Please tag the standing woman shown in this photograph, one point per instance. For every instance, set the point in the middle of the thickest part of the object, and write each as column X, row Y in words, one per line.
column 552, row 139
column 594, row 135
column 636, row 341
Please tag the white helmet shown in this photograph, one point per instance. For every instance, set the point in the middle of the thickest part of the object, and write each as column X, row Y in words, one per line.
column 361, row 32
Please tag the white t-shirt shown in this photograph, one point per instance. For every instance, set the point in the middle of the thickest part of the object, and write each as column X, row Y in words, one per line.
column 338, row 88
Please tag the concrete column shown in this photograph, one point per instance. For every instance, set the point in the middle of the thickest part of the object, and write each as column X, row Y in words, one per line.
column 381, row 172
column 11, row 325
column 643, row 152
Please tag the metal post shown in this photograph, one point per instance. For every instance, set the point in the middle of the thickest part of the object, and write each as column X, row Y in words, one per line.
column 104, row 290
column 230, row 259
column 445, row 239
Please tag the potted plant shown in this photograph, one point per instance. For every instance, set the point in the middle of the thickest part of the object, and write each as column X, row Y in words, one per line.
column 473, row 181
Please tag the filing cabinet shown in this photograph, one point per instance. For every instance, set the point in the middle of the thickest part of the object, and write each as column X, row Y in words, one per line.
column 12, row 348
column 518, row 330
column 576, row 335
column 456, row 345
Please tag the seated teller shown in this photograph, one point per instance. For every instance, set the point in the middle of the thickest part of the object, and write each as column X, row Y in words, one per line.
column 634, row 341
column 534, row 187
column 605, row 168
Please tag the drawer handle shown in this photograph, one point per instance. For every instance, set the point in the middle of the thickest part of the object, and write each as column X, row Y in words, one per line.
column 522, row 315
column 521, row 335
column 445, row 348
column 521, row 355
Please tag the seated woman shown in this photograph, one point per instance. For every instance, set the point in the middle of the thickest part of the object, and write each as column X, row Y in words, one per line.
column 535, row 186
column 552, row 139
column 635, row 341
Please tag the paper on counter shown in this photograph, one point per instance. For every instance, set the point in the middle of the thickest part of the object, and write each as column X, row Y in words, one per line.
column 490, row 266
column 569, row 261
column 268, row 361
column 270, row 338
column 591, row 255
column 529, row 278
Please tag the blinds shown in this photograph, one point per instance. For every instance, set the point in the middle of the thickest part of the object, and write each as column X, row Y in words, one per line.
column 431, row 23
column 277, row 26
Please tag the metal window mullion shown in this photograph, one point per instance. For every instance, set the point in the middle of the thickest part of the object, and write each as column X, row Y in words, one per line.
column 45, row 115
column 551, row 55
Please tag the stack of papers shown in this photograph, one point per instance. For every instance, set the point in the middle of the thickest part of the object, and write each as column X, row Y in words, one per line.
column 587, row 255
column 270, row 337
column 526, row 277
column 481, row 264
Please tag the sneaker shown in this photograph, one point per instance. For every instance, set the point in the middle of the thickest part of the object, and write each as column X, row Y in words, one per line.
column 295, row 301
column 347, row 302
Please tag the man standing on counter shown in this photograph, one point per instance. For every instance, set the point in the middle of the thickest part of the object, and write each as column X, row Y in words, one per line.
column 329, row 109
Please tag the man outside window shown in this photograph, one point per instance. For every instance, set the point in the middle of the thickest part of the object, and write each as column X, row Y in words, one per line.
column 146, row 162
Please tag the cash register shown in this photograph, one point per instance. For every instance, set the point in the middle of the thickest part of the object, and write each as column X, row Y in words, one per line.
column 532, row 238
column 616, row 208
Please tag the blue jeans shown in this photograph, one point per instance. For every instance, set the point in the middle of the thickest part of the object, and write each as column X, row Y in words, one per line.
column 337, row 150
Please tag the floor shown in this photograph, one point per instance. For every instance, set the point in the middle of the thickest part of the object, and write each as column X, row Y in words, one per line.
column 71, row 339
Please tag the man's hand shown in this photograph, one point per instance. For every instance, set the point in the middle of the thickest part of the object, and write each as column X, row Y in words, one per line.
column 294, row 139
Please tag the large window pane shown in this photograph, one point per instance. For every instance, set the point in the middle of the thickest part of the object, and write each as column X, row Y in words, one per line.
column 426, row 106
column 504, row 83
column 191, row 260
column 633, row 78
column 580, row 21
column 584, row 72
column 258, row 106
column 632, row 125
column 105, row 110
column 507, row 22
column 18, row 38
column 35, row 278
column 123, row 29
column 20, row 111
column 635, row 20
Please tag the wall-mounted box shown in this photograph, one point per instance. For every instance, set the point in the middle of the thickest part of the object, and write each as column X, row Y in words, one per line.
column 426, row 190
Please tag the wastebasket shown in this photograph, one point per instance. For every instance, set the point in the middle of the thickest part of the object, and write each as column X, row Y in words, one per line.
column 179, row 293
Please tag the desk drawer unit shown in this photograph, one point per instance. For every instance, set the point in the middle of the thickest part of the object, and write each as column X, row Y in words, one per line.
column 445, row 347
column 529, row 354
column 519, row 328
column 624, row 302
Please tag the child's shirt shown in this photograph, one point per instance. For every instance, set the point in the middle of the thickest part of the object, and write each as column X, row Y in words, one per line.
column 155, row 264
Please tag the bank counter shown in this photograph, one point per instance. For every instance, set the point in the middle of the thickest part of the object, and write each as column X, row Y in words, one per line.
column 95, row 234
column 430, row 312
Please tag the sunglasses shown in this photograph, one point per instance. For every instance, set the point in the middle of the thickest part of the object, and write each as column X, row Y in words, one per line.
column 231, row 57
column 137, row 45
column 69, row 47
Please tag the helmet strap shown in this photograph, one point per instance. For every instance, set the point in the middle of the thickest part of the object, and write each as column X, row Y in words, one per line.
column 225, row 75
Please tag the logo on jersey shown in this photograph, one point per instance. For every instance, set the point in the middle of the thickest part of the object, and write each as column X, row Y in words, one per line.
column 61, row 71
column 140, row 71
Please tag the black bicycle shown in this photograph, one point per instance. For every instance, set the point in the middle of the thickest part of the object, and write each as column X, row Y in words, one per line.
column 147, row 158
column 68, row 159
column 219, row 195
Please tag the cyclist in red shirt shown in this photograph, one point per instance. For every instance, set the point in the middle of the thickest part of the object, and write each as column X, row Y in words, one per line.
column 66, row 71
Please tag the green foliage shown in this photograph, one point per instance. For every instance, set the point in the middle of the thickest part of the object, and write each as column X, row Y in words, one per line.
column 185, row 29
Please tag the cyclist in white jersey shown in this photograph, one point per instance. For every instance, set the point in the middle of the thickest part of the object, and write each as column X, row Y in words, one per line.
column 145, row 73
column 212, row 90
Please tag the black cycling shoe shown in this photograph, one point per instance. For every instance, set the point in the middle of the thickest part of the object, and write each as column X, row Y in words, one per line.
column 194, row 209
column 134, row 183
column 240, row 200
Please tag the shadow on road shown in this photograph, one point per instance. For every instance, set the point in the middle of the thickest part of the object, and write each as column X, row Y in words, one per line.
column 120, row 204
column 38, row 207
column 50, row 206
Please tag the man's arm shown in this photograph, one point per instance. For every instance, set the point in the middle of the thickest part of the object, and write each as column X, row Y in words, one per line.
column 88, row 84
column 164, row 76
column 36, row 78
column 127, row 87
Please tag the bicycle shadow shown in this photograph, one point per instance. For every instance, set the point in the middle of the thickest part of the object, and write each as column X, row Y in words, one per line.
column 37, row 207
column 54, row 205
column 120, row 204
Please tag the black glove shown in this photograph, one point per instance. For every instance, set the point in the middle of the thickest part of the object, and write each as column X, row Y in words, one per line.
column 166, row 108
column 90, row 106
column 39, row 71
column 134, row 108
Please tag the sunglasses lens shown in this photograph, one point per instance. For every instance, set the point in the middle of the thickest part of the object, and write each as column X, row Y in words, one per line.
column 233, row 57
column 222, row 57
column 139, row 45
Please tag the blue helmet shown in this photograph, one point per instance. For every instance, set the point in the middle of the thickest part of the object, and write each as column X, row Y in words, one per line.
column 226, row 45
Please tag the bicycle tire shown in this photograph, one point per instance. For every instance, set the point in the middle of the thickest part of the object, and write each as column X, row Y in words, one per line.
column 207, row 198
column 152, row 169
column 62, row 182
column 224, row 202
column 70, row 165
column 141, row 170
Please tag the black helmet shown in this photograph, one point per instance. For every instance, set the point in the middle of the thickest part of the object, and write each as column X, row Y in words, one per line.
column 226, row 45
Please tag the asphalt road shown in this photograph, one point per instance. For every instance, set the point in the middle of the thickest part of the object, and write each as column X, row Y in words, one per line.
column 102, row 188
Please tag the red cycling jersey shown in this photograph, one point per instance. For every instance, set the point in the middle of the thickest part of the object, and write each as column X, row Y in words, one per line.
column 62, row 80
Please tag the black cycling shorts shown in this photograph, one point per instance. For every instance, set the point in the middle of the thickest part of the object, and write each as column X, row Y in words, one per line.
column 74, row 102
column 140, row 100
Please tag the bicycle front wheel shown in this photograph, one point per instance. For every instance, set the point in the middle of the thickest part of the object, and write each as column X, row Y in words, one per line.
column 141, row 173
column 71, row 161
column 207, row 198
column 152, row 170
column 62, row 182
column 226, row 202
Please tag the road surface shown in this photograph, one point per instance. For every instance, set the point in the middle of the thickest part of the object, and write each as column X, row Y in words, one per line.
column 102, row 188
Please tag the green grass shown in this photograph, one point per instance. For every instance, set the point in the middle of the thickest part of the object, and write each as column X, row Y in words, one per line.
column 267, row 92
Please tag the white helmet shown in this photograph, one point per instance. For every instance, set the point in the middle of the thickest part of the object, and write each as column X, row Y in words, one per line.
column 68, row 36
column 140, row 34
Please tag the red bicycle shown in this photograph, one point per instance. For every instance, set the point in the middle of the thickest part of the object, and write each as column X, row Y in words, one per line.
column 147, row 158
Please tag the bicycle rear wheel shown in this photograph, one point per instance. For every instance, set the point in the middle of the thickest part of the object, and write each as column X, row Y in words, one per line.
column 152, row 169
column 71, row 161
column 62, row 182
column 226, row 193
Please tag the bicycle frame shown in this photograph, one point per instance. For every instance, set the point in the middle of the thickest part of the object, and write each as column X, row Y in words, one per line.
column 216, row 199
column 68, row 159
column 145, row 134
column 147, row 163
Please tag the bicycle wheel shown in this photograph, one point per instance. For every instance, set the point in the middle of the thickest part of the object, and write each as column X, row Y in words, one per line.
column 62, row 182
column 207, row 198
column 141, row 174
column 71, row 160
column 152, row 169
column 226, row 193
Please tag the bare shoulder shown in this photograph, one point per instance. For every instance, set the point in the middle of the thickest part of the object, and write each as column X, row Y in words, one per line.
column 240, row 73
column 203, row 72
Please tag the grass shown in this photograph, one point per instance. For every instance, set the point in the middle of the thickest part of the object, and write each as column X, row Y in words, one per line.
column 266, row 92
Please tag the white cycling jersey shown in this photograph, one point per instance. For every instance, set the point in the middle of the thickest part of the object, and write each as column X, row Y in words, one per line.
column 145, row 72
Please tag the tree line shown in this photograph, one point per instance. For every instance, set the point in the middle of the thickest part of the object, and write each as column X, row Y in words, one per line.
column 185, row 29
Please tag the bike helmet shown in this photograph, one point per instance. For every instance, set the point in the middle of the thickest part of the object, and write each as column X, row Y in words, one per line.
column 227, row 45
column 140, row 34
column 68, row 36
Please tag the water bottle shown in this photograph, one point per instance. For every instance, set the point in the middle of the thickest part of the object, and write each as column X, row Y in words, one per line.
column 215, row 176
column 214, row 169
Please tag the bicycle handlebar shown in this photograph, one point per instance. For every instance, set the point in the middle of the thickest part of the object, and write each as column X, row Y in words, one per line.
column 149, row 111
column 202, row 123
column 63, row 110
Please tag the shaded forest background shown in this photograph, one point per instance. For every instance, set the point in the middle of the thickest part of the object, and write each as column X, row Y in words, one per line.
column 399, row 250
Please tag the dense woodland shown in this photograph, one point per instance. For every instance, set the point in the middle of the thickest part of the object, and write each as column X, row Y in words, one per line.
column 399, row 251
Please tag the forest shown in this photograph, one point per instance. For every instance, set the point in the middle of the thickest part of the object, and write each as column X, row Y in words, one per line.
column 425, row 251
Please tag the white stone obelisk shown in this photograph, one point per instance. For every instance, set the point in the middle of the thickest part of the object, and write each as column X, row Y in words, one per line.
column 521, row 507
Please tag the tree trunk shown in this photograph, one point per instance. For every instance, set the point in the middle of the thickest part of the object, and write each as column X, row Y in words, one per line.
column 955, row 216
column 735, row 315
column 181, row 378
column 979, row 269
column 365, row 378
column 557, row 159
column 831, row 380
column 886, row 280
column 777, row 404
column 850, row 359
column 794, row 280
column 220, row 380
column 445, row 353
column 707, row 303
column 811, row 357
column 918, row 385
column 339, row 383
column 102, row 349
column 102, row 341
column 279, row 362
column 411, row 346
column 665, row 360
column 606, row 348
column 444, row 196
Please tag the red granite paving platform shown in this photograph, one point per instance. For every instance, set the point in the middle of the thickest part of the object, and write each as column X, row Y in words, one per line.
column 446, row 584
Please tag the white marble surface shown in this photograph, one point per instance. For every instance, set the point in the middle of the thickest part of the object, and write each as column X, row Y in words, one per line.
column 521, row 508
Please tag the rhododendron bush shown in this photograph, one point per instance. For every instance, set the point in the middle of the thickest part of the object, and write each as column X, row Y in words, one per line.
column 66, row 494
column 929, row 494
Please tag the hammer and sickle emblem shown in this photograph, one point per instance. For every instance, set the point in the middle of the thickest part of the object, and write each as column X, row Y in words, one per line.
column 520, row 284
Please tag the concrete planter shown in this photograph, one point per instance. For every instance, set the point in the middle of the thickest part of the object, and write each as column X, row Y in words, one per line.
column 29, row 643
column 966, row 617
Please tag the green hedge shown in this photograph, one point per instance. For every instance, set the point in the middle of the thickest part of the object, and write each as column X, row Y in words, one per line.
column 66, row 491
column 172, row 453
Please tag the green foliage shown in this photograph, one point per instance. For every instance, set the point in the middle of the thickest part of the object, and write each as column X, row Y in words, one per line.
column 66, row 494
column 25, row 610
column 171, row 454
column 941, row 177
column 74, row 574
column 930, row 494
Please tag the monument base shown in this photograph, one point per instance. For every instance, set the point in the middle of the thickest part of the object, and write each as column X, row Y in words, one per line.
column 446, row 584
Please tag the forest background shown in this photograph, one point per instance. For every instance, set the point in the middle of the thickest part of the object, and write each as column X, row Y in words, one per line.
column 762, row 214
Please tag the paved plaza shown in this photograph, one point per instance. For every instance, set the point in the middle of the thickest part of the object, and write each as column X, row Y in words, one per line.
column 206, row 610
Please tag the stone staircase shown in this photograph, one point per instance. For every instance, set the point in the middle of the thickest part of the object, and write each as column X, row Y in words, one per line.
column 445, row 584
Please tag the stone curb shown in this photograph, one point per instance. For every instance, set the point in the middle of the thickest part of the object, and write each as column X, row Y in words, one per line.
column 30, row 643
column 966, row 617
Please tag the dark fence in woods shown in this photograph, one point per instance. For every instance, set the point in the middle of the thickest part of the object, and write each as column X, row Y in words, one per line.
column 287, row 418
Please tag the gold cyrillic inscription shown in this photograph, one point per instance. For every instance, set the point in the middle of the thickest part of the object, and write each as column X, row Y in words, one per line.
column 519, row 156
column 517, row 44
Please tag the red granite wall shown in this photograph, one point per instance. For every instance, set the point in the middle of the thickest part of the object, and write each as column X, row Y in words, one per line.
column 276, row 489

——————————

◆ Activity:
The lines from the one containing "Please tag the dark" through the last line of the records are to be transcribed exactly, with nothing else added.

◆ Response to the exercise:
Please tag the dark fence in woods shown in this photograph, one point per instance. For every instance, set the point in the middle of the thickest part of the object, and write each as column X, row Y in words, one per line.
column 287, row 418
Please tag the gold cyrillic inscription shown in this photograph, one point per instance. For every instance, set the point in the middle of the thickest part of the object, and write each as column X, row Y in words, one per line.
column 519, row 156
column 517, row 44
Please tag the red granite wall shown in this photograph, one point per instance. For every instance, set the point in the middle of the thickest part of the object, and write each as column X, row Y in words, one per line.
column 276, row 489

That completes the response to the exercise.